___ LISTED ENTRIES ___

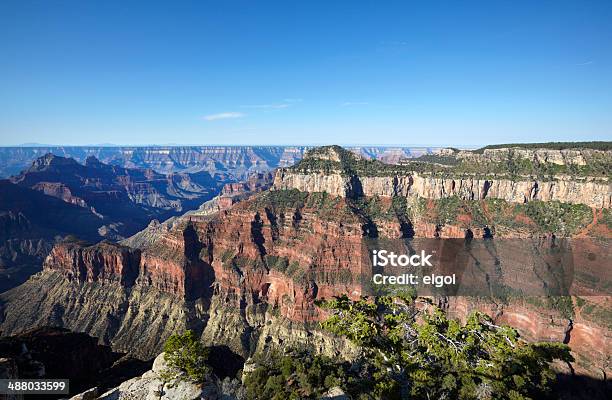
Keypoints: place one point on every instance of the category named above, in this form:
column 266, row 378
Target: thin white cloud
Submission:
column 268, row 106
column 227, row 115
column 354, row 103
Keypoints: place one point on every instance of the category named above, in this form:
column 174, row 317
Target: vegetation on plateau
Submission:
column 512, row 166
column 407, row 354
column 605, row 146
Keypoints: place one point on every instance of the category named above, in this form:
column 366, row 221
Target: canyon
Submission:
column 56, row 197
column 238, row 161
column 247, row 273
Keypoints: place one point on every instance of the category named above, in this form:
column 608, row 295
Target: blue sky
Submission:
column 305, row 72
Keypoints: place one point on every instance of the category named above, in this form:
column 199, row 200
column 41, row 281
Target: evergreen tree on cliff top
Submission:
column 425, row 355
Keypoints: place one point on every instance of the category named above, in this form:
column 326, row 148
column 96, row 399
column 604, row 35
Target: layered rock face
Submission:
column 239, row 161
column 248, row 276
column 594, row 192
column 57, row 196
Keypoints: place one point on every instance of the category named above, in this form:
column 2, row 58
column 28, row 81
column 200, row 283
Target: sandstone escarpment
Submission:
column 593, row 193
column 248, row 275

___

Give back all of the material above line for line, unchanged, and leave out any picture.

Keypoints: place one point on every instance of the category named above, in this form:
column 266, row 378
Target: thin white cloud
Submission:
column 268, row 106
column 227, row 115
column 354, row 103
Keypoints: place one point on every instance of the category named above, in this form:
column 174, row 317
Target: vegetation on plateau
Submission:
column 512, row 166
column 407, row 354
column 605, row 146
Keypoints: place one point on every instance of the category named above, in this form:
column 366, row 221
Target: canyon
Submission:
column 56, row 197
column 238, row 161
column 247, row 273
Keypoints: place one point on every instance of the category named above, in this form:
column 608, row 295
Target: blue sky
Submission:
column 305, row 72
Keypoints: place one point on every instance of the category named above, in this form:
column 199, row 200
column 41, row 281
Target: evergreen tree on cliff top
Submission:
column 425, row 355
Keypoints: place one point on every instance of the category named above, in this form:
column 326, row 148
column 96, row 399
column 604, row 35
Target: layered rock face
Submission:
column 239, row 161
column 248, row 276
column 594, row 192
column 57, row 196
Keypoints: place one point on every instance of the category named above, in this form:
column 2, row 58
column 28, row 81
column 200, row 283
Target: sandstone escarpment
Submission:
column 593, row 193
column 248, row 275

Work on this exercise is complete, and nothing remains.